* Problem description: Revise the records below by replacing each "single marker" with "single dot", keeping everything else the same.

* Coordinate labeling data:

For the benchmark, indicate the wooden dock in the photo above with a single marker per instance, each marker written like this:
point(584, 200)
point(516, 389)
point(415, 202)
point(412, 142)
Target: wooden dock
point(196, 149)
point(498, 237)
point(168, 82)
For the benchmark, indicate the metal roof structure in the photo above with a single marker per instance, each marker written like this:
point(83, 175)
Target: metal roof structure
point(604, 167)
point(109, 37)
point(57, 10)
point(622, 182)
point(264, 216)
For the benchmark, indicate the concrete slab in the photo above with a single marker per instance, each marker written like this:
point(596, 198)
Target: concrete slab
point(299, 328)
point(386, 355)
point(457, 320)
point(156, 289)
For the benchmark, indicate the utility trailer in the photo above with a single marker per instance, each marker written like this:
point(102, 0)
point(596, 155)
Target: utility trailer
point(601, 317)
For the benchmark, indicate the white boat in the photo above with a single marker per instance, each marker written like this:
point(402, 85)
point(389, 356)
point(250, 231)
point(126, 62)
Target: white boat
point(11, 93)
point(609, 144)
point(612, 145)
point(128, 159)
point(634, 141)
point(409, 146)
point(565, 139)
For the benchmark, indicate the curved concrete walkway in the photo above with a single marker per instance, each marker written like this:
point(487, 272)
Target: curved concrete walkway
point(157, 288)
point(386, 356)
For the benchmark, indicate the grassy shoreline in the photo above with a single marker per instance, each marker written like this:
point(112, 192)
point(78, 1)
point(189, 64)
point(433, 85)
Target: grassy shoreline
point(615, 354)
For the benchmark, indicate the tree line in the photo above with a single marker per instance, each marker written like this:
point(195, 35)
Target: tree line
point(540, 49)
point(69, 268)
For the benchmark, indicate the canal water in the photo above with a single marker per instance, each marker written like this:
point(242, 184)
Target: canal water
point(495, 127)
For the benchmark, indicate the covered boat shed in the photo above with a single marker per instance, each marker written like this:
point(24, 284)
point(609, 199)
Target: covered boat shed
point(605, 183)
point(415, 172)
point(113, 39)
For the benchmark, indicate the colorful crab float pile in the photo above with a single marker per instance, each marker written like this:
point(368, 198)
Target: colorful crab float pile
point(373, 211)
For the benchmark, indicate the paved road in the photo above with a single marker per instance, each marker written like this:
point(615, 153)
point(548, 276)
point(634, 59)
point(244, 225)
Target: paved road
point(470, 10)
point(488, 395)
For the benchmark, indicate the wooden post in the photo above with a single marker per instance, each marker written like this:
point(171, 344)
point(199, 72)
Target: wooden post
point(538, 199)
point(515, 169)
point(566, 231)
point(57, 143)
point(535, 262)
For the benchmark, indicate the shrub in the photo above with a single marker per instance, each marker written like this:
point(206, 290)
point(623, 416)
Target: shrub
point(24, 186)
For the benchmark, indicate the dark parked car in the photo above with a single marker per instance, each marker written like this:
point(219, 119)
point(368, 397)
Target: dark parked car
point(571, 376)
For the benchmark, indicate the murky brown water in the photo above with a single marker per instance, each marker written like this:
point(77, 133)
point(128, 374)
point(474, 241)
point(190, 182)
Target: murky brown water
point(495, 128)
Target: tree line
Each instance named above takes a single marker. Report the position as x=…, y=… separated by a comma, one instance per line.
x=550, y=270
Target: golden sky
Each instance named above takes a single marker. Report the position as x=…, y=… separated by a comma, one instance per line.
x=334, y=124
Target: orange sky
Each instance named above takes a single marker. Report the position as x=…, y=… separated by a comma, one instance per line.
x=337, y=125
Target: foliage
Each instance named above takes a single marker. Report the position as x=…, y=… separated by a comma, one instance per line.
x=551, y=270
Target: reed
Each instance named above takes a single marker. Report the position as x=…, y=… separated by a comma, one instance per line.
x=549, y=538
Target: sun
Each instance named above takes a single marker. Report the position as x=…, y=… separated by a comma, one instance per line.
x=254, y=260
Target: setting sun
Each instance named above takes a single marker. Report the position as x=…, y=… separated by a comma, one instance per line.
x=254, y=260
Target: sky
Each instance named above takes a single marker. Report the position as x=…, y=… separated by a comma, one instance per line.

* Reply to the exercise:
For the benchmark, indicate the wooden dock in the photo above with a single dot per instance, each marker written like this:
point(584, 200)
point(516, 389)
point(415, 202)
point(412, 142)
Target: wooden dock
point(196, 149)
point(498, 237)
point(168, 82)
For the benchmark, indicate the metal roof structure in the photo above with a single dot per instance, each marker written like this:
point(83, 175)
Target: metal roof structure
point(604, 167)
point(109, 37)
point(57, 10)
point(622, 182)
point(264, 216)
For the benchmark, indicate the concrete slab in the photo above with a single dot per instance, each marker written like this:
point(596, 198)
Target: concrete slab
point(299, 328)
point(386, 355)
point(457, 320)
point(156, 289)
For the benchmark, indicate the utility trailer in the photo above with a single dot per instance, each marker written like this:
point(102, 0)
point(596, 155)
Target: utility trailer
point(601, 317)
For the benchmark, indicate the white boat in the photo above with a single dot per instance, each marker written like this:
point(402, 85)
point(389, 356)
point(250, 231)
point(126, 62)
Target: white boat
point(11, 93)
point(609, 144)
point(612, 145)
point(128, 159)
point(634, 141)
point(409, 146)
point(565, 139)
For the benchmark, indicate the curved concrete walkway in the photo above with a single dot per instance, each marker written like this:
point(487, 272)
Target: curved concrete walkway
point(157, 288)
point(386, 356)
For the benchmark, indicate the grassy shoreline in the photo above with a single dot per instance, each marker written like this:
point(112, 192)
point(78, 1)
point(189, 64)
point(433, 85)
Target: grassy shoreline
point(615, 354)
For the benchmark, indicate the tree line in the photo above with a single dot per instance, each marker written like this:
point(195, 35)
Target: tree line
point(540, 49)
point(69, 268)
For the benchmark, indicate the canal water in the photo above with a single dot per instance, each marker written like this:
point(242, 184)
Target: canal water
point(495, 127)
For the benchmark, indicate the covered boat shed in the photo above with a single dot per instance, each marker written like this:
point(24, 284)
point(609, 199)
Target: covered boat shed
point(605, 183)
point(415, 172)
point(113, 39)
For the benchmark, indicate the colorful crab float pile in the photo above with a single dot per instance, each marker written like this:
point(368, 198)
Target: colorful crab float pile
point(373, 211)
For the benchmark, indicate the paved road in the photo above with a single dot per instance, each marker written like this:
point(615, 153)
point(548, 276)
point(634, 59)
point(244, 225)
Target: paved road
point(470, 10)
point(488, 395)
For the benchmark, indicate the wooden post in the photo above with a single dot per instance, each marker written like this:
point(171, 344)
point(199, 72)
Target: wooden post
point(538, 199)
point(515, 169)
point(566, 231)
point(57, 143)
point(535, 262)
For the benchmark, indicate the shrub in the photo above with a single dot per instance, each marker written like this:
point(206, 290)
point(623, 416)
Target: shrub
point(24, 186)
For the benchmark, indicate the dark parked car in the photo above with a single dot per instance, each marker written like this:
point(219, 119)
point(368, 397)
Target: dark parked car
point(571, 376)
For the benchmark, indicate the murky brown water in the photo above with a single dot per instance, each marker written like this:
point(77, 133)
point(128, 374)
point(474, 241)
point(190, 182)
Target: murky brown water
point(495, 128)
Target: tree line
Each instance named above takes a single dot. Report the position as x=…, y=… separated by a comma, one instance per line.
x=550, y=270
Target: golden sky
Each instance named above takes a single dot. Report the position as x=…, y=… separated by a comma, one instance per line.
x=334, y=124
Target: orange sky
Each instance named above takes a single dot. Report the position as x=…, y=… separated by a comma, one instance per line.
x=337, y=125
Target: foliage
Each instance named above takes a single dot. Report the position as x=…, y=… separated by a comma, one instance per line.
x=551, y=270
Target: reed
Each instance named above takes a single dot. Report the position as x=…, y=… separated by a comma, one instance per line.
x=549, y=538
Target: sun
Each instance named above takes a single dot. Report the position as x=…, y=… separated by a comma, one instance per line.
x=254, y=260
Target: setting sun
Each instance named above takes a single dot. Report the position as x=…, y=… separated by a comma, one instance per line.
x=254, y=260
Target: sky
Each instance named above takes a single dot. Report the position as x=…, y=… separated by a comma, one instance per line.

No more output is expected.